▶ Entries

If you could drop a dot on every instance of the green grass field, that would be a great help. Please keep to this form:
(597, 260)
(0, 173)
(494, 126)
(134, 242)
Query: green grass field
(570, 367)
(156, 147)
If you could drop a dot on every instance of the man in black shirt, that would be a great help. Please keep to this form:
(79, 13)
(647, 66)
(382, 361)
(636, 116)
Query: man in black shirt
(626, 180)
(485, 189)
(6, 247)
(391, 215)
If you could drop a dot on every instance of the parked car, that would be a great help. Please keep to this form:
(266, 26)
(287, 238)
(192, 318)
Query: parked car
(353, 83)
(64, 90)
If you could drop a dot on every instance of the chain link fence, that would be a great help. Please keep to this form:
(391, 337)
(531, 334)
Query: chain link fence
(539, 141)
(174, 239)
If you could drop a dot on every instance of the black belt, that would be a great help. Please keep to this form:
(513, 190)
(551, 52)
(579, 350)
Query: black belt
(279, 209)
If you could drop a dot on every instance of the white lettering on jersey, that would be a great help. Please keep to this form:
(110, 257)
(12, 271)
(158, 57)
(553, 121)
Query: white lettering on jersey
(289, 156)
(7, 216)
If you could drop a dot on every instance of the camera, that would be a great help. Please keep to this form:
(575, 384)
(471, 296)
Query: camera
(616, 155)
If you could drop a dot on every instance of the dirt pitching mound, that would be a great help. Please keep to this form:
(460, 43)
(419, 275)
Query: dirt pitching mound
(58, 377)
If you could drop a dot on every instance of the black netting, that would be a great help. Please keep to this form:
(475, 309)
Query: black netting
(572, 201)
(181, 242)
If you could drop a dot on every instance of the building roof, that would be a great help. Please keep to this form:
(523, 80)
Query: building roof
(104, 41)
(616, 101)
...
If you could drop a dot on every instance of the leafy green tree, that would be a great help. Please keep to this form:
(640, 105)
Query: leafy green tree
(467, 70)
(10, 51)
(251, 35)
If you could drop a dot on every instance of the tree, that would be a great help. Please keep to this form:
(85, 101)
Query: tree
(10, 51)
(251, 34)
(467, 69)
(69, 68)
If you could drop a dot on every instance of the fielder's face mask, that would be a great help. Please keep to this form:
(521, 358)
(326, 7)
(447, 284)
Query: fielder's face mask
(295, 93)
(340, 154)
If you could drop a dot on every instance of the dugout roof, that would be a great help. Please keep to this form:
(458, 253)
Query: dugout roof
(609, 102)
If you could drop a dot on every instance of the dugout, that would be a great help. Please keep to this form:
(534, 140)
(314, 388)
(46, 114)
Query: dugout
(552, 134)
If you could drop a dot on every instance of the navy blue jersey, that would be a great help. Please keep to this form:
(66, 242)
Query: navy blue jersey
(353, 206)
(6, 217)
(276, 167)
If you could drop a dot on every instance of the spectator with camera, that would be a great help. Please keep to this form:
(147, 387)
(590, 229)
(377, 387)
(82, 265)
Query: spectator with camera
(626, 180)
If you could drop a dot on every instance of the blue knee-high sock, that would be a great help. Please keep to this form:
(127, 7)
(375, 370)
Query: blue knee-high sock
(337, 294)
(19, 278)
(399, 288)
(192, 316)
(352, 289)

▶ The problem
Please report every line in the records that contains the word "sock", copying each line in full.

▶ Exercise output
If you could drop a dot on every instance of the blue knee-high sock, that would be a great help. Please keep to this form:
Query: blue knee-high sock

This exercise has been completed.